PROBLEM DETAILS: Return verbatim the line containing "pile with a single point, one per instance." together with all lines that follow it, through the end of the records.

Natural-language object grounding data:
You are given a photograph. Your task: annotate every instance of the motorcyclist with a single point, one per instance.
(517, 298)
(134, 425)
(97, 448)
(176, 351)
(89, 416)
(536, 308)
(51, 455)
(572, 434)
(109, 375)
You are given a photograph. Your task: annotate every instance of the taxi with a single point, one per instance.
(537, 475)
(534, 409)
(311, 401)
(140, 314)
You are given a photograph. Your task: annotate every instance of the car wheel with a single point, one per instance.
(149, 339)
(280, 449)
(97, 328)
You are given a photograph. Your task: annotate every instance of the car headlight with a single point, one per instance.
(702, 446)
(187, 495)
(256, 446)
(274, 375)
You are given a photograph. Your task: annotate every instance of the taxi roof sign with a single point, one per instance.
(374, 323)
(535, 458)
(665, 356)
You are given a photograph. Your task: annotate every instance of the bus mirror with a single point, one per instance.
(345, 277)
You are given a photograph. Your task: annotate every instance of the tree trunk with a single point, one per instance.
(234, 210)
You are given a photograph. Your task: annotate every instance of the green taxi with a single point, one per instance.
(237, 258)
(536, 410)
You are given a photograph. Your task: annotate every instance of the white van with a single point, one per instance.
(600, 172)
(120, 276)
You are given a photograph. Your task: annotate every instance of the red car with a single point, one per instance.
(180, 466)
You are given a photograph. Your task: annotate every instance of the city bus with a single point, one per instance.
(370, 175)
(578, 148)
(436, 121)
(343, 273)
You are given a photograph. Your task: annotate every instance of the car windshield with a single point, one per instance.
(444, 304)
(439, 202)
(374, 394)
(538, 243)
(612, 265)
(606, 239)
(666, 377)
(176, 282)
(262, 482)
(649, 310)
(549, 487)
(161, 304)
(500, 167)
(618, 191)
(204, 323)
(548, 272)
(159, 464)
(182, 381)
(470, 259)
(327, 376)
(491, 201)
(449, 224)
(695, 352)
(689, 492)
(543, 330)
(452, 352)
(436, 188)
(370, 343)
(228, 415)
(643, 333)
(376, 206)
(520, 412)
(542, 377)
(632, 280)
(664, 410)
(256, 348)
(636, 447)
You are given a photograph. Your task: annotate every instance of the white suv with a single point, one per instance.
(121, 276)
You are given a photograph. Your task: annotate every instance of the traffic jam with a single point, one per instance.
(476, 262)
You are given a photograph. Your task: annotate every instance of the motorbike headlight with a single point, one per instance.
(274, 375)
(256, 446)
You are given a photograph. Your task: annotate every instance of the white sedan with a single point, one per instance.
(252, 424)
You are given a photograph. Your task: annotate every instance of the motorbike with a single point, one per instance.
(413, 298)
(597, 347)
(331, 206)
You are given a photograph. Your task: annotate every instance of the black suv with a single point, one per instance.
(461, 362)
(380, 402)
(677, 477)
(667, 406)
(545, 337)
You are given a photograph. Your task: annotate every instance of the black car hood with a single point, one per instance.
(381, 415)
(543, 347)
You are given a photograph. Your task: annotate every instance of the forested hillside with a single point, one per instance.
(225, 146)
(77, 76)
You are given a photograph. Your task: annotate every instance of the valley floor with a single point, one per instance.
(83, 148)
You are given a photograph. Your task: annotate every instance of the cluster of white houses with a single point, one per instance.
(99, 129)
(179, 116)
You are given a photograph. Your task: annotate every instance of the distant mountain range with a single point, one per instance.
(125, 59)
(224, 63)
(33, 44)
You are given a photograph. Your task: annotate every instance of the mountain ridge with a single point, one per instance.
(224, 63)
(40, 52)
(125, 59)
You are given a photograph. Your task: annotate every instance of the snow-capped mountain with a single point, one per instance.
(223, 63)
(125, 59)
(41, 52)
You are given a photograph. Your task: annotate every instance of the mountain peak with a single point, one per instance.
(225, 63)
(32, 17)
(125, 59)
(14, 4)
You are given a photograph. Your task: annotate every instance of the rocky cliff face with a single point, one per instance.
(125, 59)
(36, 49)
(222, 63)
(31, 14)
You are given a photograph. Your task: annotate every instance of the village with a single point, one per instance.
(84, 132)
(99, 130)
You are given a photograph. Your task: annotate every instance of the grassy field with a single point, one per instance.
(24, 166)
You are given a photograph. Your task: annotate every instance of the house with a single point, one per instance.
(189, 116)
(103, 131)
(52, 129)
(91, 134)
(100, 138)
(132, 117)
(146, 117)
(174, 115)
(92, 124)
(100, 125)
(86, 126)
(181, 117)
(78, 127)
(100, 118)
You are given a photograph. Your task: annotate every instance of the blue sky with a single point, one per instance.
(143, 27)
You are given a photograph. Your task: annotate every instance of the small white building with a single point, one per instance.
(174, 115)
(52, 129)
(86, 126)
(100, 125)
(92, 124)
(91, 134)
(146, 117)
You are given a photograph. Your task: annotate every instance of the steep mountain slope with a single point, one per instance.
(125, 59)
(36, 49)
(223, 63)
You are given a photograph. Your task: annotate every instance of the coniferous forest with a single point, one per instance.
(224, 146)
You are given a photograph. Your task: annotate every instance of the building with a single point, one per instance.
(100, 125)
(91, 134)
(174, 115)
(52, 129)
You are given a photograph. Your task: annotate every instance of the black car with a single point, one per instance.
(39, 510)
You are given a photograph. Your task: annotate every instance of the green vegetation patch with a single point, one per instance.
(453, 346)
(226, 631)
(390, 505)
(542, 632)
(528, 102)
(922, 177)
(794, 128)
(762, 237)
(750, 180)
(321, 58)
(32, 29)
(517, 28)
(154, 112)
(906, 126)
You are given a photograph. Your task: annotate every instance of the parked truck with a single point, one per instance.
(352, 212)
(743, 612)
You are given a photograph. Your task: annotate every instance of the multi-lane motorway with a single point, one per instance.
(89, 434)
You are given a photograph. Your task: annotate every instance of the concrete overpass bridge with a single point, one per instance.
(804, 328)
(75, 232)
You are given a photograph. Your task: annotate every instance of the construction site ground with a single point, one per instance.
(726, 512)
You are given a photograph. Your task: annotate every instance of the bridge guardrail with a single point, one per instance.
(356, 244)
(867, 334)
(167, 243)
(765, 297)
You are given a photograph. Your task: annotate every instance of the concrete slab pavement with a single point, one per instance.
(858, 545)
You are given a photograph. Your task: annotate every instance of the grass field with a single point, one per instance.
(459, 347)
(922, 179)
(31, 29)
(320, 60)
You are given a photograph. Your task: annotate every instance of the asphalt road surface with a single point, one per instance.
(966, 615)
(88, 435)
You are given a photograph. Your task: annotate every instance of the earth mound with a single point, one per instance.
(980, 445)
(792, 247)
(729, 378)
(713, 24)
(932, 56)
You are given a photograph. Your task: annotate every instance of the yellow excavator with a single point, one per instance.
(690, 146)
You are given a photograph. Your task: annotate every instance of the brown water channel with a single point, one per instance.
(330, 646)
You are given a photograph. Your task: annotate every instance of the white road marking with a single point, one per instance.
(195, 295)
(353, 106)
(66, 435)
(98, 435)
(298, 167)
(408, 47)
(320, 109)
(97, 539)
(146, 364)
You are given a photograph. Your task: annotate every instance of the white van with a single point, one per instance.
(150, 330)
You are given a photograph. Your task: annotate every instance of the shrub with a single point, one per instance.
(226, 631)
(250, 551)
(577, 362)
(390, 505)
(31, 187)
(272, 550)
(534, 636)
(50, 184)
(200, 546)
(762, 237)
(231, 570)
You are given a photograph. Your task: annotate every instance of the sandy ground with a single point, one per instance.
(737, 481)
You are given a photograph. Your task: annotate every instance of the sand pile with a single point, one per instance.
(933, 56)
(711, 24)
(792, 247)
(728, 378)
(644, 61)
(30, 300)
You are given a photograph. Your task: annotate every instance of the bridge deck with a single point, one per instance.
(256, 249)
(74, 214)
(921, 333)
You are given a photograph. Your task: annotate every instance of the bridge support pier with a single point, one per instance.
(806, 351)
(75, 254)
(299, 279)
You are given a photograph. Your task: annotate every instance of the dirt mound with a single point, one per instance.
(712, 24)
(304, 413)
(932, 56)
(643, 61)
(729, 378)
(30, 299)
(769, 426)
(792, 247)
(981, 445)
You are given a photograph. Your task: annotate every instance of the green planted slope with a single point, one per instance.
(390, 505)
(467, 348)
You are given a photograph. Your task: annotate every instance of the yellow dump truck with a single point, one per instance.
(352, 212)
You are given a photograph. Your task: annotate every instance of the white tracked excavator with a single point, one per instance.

ANSWER TO THIS PROBLEM:
You are given a photograph. Your task: annotate every instance of the sand pile with a single point, one per instance.
(933, 56)
(711, 24)
(792, 247)
(728, 378)
(644, 61)
(30, 300)
You are given a photograph. Your task: annotate every instance of the bridge deck with a single point, one per instance.
(256, 249)
(74, 214)
(921, 333)
You are given a photograph. Your task: annotate every instance of the bridge support pier with a single point, one per instance.
(806, 351)
(75, 254)
(299, 279)
You are given a photograph. Your task: annotate every instance of the dirt mound with a single point, one per instance.
(712, 24)
(304, 413)
(932, 56)
(643, 61)
(729, 378)
(30, 299)
(769, 426)
(792, 247)
(981, 445)
You are given a photograph. Your task: annotate every instance of the green planted slope with a single point, one per instance.
(390, 505)
(467, 348)
You are given a photograph. Your task: annotate every instance of the yellow dump truck with a single point, one per instance.
(352, 212)
You are given a photograph. Your task: annotate every instance of the white tracked excavator with a single point, one per instance.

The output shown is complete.